━━━━━ Text section

It was in the 1980s that things began to change for superhero comics. This was when Revisionism came into play. Writers like Alan Moore and Frank Miller asked themselves the question of what a superhero would be like, with the powers and abilities they possessed, in a realistic situation. They were also mindful of the pessimism, cynicism, and fear around in this particular time period and wondered how the hero would function in such a world: and what they would do to that world. This is the period in which the superhero really got dissected. Writers in this time and onward seemed to draw on the ancient classical designations of “hero”: of a person of spectacular power and skill that bordered on, or were totally amoral, to reshape the heroes of the 30s and 60s. This allowed much in the way of character development and the creation of truly epic story-lines. Of course, the danger was also created: that the dark grittiness of Revisionism would become a form onto itself and not a vessel to tell a carefully thought out story. Darkness for darkness’ sake, as it were.

With Doctor Who, I argue that its Revisionism came in 2005 with the beginning of the new series. After a gap from 1989, and television movie in 1996, The Doctor returned in 2005 under a very different premise from his earlier adventures. It is almost like producer and screenwriter Russell T. Davies created his own Crisis on Infinite Earths and destroyed much of the quantum and tangential branches of the old Whoniverse in order to create a very centralized, dark, and Byronic reality: as though he and others believed that the only way the program could survive would be to “mature” into this new spirit. It is as though they expected viewers to want something less silly and more “realistic.”

━━━━━━━━━━
━━━━━ Listed entries

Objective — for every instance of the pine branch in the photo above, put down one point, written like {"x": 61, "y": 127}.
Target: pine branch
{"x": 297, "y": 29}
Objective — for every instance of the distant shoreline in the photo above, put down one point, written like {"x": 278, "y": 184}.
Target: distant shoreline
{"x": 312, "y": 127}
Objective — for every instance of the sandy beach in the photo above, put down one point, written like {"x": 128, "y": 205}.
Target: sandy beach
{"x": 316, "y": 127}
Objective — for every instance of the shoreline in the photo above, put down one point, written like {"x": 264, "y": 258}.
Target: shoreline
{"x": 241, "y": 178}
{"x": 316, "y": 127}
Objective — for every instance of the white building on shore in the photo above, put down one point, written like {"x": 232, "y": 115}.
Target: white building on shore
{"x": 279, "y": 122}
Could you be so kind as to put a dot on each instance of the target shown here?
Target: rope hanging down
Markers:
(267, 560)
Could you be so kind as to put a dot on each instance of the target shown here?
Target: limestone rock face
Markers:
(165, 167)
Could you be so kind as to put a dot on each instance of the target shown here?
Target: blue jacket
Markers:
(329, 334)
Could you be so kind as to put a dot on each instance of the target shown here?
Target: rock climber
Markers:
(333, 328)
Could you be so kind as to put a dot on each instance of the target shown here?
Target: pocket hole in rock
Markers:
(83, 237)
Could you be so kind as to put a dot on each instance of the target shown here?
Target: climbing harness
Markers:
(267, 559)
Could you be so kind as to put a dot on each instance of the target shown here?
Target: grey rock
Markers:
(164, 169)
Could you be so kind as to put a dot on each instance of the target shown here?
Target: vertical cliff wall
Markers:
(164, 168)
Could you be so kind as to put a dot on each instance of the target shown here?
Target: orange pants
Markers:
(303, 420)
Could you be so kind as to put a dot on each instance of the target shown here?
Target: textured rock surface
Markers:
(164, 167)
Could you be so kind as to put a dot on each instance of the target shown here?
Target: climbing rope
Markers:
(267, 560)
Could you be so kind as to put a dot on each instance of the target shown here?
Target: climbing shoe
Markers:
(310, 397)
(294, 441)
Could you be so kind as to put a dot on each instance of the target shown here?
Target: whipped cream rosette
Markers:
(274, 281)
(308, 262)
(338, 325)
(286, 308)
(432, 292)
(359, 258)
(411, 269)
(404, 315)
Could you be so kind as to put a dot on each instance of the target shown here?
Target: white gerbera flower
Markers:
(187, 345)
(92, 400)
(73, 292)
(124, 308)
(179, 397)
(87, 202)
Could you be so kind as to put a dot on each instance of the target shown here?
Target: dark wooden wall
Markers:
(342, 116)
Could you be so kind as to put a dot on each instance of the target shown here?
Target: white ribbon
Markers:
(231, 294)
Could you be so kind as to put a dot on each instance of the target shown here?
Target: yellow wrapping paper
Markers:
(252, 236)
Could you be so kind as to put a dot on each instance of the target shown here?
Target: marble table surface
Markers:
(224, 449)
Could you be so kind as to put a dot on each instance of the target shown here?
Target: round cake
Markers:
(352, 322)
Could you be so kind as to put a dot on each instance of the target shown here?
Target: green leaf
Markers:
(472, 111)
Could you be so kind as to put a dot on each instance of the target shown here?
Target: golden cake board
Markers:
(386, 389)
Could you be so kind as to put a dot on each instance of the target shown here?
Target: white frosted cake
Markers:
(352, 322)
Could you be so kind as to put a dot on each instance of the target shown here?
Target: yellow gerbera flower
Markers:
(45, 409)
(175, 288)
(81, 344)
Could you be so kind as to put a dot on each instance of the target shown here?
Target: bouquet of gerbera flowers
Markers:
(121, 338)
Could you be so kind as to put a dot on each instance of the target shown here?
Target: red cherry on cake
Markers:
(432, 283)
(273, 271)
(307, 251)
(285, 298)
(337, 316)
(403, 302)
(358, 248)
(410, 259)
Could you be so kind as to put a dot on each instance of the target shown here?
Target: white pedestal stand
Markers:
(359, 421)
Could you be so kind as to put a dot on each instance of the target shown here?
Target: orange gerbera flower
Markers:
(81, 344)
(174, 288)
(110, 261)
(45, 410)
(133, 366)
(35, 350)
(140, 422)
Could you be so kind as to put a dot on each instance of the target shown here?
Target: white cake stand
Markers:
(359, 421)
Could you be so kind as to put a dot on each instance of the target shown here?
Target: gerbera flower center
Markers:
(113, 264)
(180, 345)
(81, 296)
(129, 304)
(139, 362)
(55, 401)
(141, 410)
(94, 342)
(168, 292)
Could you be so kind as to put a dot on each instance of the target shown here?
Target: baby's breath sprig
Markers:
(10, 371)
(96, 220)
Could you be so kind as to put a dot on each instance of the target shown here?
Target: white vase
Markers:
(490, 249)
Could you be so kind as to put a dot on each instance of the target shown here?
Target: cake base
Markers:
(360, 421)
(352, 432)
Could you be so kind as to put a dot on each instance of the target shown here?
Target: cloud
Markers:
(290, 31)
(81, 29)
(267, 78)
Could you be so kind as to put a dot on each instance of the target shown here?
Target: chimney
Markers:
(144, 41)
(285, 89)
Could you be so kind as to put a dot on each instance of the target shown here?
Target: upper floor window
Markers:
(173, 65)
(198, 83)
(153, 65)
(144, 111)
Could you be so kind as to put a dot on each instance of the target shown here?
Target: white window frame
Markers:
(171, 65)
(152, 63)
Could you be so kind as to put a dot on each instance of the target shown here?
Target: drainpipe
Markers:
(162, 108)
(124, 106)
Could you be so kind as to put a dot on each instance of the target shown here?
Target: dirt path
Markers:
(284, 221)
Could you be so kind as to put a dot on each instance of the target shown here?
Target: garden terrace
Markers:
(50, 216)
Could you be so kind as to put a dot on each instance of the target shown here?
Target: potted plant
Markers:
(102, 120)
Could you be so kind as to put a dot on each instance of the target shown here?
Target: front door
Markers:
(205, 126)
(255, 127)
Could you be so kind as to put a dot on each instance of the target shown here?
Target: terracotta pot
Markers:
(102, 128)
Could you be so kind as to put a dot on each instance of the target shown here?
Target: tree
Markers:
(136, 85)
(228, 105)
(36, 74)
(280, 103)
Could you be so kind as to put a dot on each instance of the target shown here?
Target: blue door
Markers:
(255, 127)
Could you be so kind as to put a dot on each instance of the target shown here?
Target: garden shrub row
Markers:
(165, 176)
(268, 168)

━━━━━━━━━━

[Required actions]
1 - Report the number of lines in the rows above that contain the word "cake", and give nothing else.
2 - Carry on the passage about Revisionism in superhero comics and Doctor Who, beginning after its final sentence.

[Answers to the exercises]
1 - 6

2 -
So there was a Time War, the Last Great Time War, that seemed to have obliterated many loose-ends (and cause no small heap of trouble in the loose-ends that did, in fact, continue to exist for the Universe) and leave a Doctor that was more gaunt, more lonely, and far angrier than many of his other incarnations before him. The children’s show origins of program seemed to have been burned away by rage, an attempt at a more serious tone, singular purpose, and Revisionism.

Even the inclusion of David Tennant as the next Doctor, who was a marked contrast to the sullen leather jacket-wearing Doctor who somehow began to lighten up a bit towards the end, only accentuated this kind of Miltonian grandiosity. He might as well, in a ridiculously sublime way, have been an angel from Milton’s Paradise Lost sailing through a perfect clockwork Universe skewed by Original Sin, or perhaps as a far livelier Virgil figure in a kind of Dante’s Inferno of wonders. When Steven Moffat took over as producer and the Matt Smith incarnation of The Doctor came in, the youngest depiction there has ever been (he is about my age), the dark elements were beginning to wear a little thin.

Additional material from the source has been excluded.